In his contribution to the Hear the Silence debate, Dr Wakefield reiterated a number of points that are made in the film itself. He said that his recognition of the MMR-autism link began from ‘listening to parents’ of autistic children. Dr Wakefield did not mention the fact that his early (and now discredited) work claiming a link between measles (and measles vaccination) and inflammatory bowel disease had been widely publicised long before the Lancet paper made him a household name. For example, it featured prominently (together with a photo of a youthful ‘Andy’ Wakefield) in a strongly anti-immunisation article in the Sunday Times magazine in December 1995, an article that also raised the suggestion that MMR might cause autism (6). It seems highly likely that the parents he listened to in 1996 and 1997 had sought referral to his clinic because of his already publicised views (Mrs Kessick explains this process in the Private Eye special). Dr Wakefield’s listening seems to be restricted to those who confirm his own views.

> **Problem statement**
Set down the passage about Dr Wakefield's remarks in the Hear the Silence debate word for word, in full.

(Stored data)
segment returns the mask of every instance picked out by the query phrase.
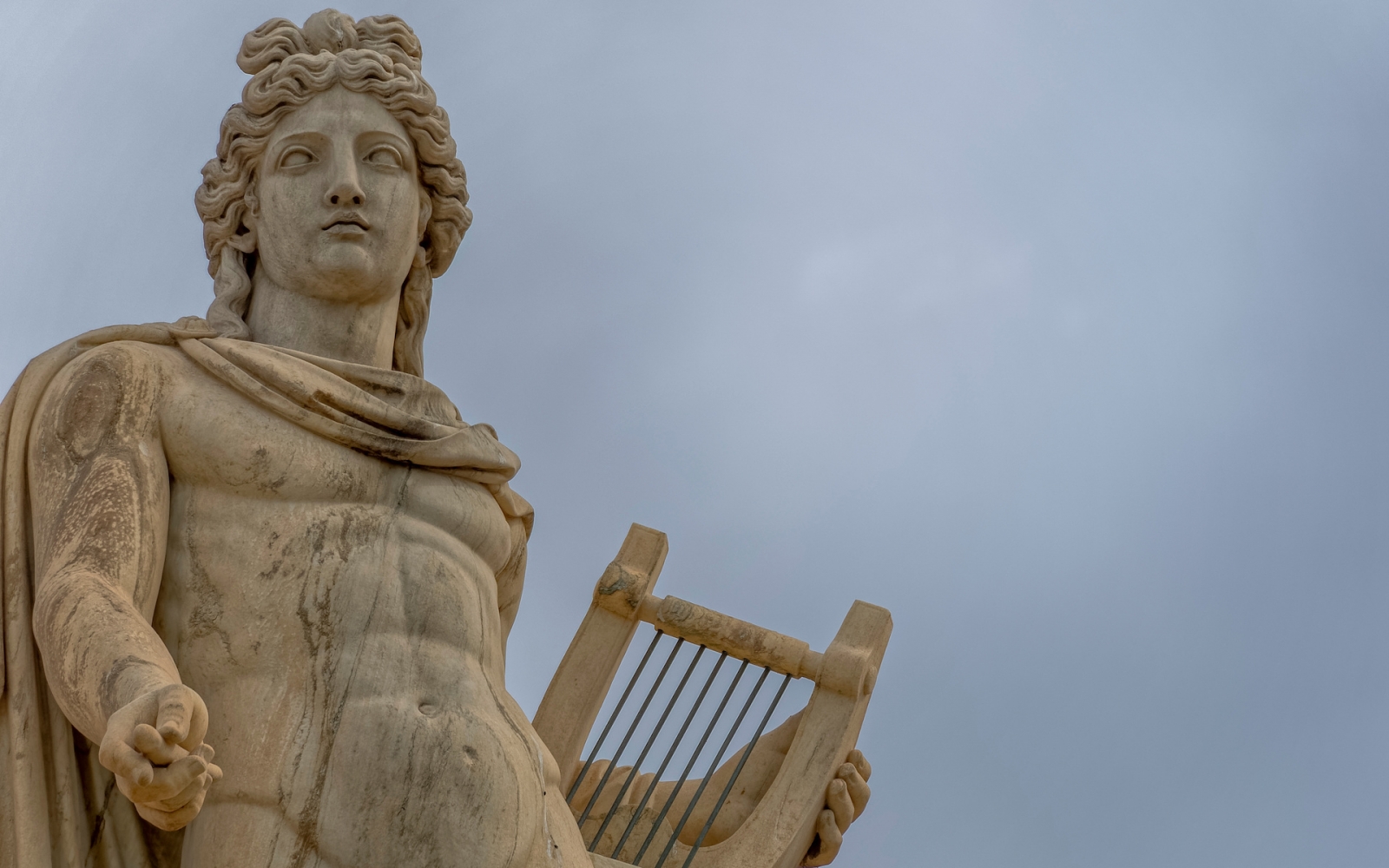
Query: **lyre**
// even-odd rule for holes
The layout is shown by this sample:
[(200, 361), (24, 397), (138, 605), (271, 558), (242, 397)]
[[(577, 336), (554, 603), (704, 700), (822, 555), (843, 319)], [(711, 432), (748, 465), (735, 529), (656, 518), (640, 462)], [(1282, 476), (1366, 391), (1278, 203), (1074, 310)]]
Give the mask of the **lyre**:
[[(665, 562), (665, 551), (664, 533), (642, 525), (632, 525), (617, 558), (608, 564), (599, 579), (593, 590), (593, 603), (574, 635), (560, 668), (550, 681), (535, 715), (535, 729), (558, 762), (565, 797), (571, 800), (571, 808), (575, 810), (585, 835), (585, 844), (593, 854), (596, 867), (636, 864), (642, 868), (656, 868), (657, 865), (661, 868), (790, 868), (797, 865), (814, 840), (815, 818), (824, 807), (825, 787), (858, 739), (858, 729), (863, 725), (868, 699), (878, 678), (878, 667), (882, 664), (882, 656), (892, 633), (892, 615), (879, 606), (861, 600), (854, 601), (839, 628), (839, 633), (821, 654), (811, 650), (800, 639), (763, 629), (674, 596), (654, 596), (651, 589)], [(626, 685), (617, 708), (611, 712), (597, 743), (585, 760), (582, 757), (583, 746), (588, 743), (593, 724), (608, 696), (608, 689), (613, 686), (628, 646), (642, 622), (650, 624), (656, 636), (638, 665), (636, 674)], [(657, 687), (682, 644), (696, 649), (694, 660), (685, 671), (679, 687), (664, 704), (665, 711), (660, 714), (660, 722), (644, 742), (646, 749), (642, 750), (639, 760), (625, 775), (618, 775), (622, 781), (608, 786), (610, 775), (614, 771), (622, 771), (617, 769), (621, 757), (614, 757), (611, 764), (600, 764), (603, 765), (601, 772), (597, 771), (594, 760), (599, 750), (604, 747), (604, 740), (618, 719), (618, 712), (628, 703), (638, 679), (651, 661), (657, 644), (665, 636), (675, 640), (675, 649), (669, 651), (668, 657), (657, 656), (656, 665), (664, 660), (664, 668), (644, 701), (636, 700), (642, 703), (640, 712), (635, 715), (625, 737), (621, 739), (618, 754), (628, 747), (638, 728), (638, 721), (646, 714), (647, 706), (656, 696)], [(701, 757), (714, 757), (708, 762), (708, 772), (713, 772), (718, 762), (733, 764), (739, 750), (743, 753), (733, 765), (732, 776), (724, 785), (718, 801), (714, 803), (714, 814), (703, 824), (693, 840), (682, 842), (681, 837), (689, 839), (693, 832), (685, 832), (689, 811), (683, 811), (682, 819), (679, 817), (682, 811), (671, 810), (675, 793), (681, 792), (679, 785), (675, 786), (668, 799), (660, 796), (651, 799), (656, 787), (649, 783), (639, 804), (622, 804), (619, 808), (619, 803), (622, 803), (633, 779), (642, 774), (642, 760), (646, 758), (654, 743), (657, 731), (671, 719), (668, 715), (675, 706), (675, 699), (685, 689), (704, 653), (717, 656), (717, 664), (707, 679), (694, 679), (703, 683), (703, 690), (689, 714), (683, 715), (683, 726), (661, 761), (661, 771), (667, 771), (667, 762), (675, 754), (676, 744), (686, 736), (688, 731), (690, 731), (692, 737), (700, 735), (703, 737), (683, 767), (682, 783), (692, 768), (696, 768), (697, 760), (700, 760), (700, 765), (704, 764)], [(725, 662), (731, 664), (728, 671), (736, 669), (736, 678), (722, 694), (722, 704), (710, 718), (707, 726), (694, 726), (693, 729), (700, 732), (693, 732), (690, 722), (694, 719), (694, 712), (708, 694), (720, 667)], [(756, 682), (756, 689), (750, 690), (746, 701), (731, 703), (733, 687), (742, 678), (749, 679), (745, 682), (745, 690), (753, 682)], [(718, 810), (726, 804), (729, 790), (757, 739), (761, 737), (772, 718), (786, 685), (799, 678), (811, 681), (814, 689), (781, 769), (742, 825), (718, 843), (706, 844), (706, 835), (714, 824)], [(768, 693), (775, 692), (775, 696), (771, 701), (764, 700), (761, 706), (757, 706), (754, 700), (764, 689)], [(767, 693), (763, 696), (765, 697)], [(728, 718), (722, 717), (725, 710)], [(736, 721), (732, 726), (726, 726), (726, 721), (735, 714)], [(681, 717), (676, 715), (676, 718)], [(725, 725), (718, 726), (721, 719), (725, 721)], [(731, 746), (729, 740), (745, 719), (761, 719), (761, 725), (756, 728), (746, 749)], [(726, 735), (721, 739), (715, 731), (718, 733), (726, 731)], [(715, 751), (714, 747), (720, 743), (722, 743), (724, 750)], [(607, 747), (611, 749), (613, 744), (608, 743)], [(703, 753), (706, 750), (708, 753)], [(678, 774), (681, 769), (669, 771)], [(575, 801), (579, 786), (590, 772), (600, 775), (601, 783), (589, 779), (589, 789), (593, 794), (589, 799)], [(708, 772), (704, 775), (704, 783), (708, 783)], [(660, 776), (658, 774), (657, 778)], [(606, 786), (608, 786), (607, 790)], [(613, 787), (618, 787), (618, 792), (611, 806), (600, 804), (600, 793), (604, 794), (606, 800), (606, 793)], [(701, 792), (696, 792), (693, 799), (688, 800), (692, 808), (696, 803), (704, 804)]]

> **Answer box**
In his contribution to the Hear the Silence debate, Dr Wakefield reiterated a number of points that are made in the film itself. He said that his recognition of the MMR-autism link began from ‘listening to parents’ of autistic children. Dr Wakefield did not mention the fact that his early (and now discredited) work claiming a link between measles (and measles vaccination) and inflammatory bowel disease had been widely publicised long before the Lancet paper made him a household name. For example, it featured prominently (together with a photo of a youthful ‘Andy’ Wakefield) in a strongly anti-immunisation article in the Sunday Times magazine in December 1995, an article that also raised the suggestion that MMR might cause autism (6). It seems highly likely that the parents he listened to in 1996 and 1997 had sought referral to his clinic because of his already publicised views (Mrs Kessick explains this process in the Private Eye special). Dr Wakefield’s listening seems to be restricted to those who confirm his own views.